--- Data extract ---

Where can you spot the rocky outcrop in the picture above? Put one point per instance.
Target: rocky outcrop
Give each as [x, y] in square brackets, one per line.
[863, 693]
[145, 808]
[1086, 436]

---

Copy out all of the lines above word for word, keeping every character as it appears.

Where can you spot the rocky outcrop in the picture above? Put one point per instance.
Target: rocky outcrop
Give each as [x, y] in square brackets, one per line.
[863, 693]
[145, 808]
[1086, 436]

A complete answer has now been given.